TUGAS.
Salin dengan tepat bagian teks tentang hujan, dari "Ketika Hujan" sampai "turun begitu saja.".

TEKS YANG DIBERIKAN.
+ + + +

Ketika Hujan
Sejak pukul
setengah sembilan tadi, hujan deras mengguyur kota ini dengan tegas. Tanpa
aba-aba angin mobat-mabit ataupun gerimis panjang, hujan turun begitu saja.
Syahdunya, PLN sepertinya ingin meromantisir
keadaan hingga terjadilah pemadaman listrik.
Dalam hujan yang lebat, sesekali kilatan petir,
dan lampu padam, aku mau tak mau harus menerabas itu semua untuk mengantarkan
jas hujan Bapak yang sedang mengaji di Masjid. Bapak sudah pasti tidak bawa jas
hujan.
Sehabis mengantar, aku mengarahkan motor ke
perempatan jalan. Malam ini malam Sabtu, sudah barang pasti ada pasar tiban dan
sudah pasti pula ada wedang jahe ronde bang Dul Jaker di sana. Aku memesan dua
bungkus.

+ + + +

CUPLIKAN DATA.
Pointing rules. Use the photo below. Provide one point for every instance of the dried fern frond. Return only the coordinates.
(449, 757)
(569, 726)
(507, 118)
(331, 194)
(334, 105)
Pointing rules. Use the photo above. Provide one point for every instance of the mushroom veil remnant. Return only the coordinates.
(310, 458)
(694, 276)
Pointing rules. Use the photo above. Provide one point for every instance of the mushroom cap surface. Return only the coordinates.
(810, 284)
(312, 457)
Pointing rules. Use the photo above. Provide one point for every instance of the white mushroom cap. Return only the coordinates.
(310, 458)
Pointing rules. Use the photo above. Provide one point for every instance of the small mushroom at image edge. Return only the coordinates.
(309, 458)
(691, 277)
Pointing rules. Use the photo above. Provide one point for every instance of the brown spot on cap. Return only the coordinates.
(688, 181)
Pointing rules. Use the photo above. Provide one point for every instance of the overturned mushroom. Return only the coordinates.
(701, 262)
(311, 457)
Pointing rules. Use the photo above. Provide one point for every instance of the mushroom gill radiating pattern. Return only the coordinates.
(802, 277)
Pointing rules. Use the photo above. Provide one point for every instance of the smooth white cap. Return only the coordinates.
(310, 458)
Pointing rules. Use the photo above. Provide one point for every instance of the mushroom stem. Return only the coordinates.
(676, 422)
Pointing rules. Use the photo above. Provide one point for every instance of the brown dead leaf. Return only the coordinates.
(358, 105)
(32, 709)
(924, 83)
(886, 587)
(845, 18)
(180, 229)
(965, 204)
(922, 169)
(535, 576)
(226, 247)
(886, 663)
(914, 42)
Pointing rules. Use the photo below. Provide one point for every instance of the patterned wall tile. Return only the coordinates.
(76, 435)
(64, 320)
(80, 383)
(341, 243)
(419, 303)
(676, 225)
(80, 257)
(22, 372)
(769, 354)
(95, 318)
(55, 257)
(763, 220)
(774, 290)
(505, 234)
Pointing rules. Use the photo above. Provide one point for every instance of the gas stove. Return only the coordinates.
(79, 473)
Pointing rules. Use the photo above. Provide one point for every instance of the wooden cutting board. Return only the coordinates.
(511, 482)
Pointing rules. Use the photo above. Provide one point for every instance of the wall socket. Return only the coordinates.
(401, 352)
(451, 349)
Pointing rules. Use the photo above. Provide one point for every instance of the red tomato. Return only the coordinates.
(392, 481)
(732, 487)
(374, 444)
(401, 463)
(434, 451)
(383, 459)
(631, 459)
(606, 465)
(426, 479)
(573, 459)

+ + + +

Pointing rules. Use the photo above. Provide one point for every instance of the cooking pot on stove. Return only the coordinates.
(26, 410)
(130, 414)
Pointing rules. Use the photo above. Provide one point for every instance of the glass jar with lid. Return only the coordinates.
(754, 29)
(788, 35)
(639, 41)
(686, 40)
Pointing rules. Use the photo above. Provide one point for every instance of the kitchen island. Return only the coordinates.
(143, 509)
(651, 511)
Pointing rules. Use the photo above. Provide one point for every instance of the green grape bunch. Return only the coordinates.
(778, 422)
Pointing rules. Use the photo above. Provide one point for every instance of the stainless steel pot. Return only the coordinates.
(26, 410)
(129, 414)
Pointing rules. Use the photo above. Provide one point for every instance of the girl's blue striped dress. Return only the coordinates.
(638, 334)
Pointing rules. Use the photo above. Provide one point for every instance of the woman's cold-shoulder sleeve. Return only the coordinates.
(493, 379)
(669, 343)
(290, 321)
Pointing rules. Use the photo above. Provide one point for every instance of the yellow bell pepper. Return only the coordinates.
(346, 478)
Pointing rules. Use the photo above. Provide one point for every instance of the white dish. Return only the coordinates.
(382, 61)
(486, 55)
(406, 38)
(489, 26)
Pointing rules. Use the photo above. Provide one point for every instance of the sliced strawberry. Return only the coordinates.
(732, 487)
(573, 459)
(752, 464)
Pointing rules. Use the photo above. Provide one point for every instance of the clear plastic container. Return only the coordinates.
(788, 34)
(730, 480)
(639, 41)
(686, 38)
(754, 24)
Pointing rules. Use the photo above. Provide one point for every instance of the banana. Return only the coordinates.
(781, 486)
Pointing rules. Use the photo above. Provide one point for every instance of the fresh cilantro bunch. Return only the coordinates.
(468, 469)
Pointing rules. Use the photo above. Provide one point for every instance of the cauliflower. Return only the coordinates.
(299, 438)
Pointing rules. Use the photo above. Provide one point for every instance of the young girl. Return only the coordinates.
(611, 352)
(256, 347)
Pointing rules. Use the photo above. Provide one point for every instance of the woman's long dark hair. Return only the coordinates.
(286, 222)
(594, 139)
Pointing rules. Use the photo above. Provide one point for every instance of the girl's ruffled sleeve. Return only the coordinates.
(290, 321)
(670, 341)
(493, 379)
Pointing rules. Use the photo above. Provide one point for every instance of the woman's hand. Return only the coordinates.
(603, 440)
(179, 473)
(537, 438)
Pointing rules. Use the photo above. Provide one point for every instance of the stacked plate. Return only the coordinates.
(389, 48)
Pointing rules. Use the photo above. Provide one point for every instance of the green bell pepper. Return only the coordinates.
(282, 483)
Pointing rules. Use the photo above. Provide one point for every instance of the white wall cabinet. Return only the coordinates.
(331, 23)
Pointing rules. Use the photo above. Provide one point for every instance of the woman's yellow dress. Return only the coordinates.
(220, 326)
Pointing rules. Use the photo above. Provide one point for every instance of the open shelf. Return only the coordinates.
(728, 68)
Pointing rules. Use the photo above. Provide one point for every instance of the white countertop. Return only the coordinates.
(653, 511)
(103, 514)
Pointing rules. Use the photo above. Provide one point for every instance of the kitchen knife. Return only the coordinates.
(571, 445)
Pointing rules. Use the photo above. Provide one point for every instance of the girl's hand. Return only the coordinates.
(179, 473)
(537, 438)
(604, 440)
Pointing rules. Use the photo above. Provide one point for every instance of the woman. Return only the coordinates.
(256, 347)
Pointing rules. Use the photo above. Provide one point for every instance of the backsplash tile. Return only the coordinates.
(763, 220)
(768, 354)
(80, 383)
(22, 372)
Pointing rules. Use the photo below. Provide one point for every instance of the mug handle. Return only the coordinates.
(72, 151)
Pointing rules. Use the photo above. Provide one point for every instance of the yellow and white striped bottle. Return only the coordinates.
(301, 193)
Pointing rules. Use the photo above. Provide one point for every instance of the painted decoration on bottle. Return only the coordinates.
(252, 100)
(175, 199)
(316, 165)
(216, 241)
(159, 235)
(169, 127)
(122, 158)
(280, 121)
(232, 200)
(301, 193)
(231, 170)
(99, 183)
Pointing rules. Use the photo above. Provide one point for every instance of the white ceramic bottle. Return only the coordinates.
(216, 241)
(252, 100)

+ + + +

HASIL TUGAS INI.
Ketika Hujan
Sejak pukul
setengah sembilan tadi, hujan deras mengguyur kota ini dengan tegas. Tanpa
aba-aba angin mobat-mabit ataupun gerimis panjang, hujan turun begitu saja.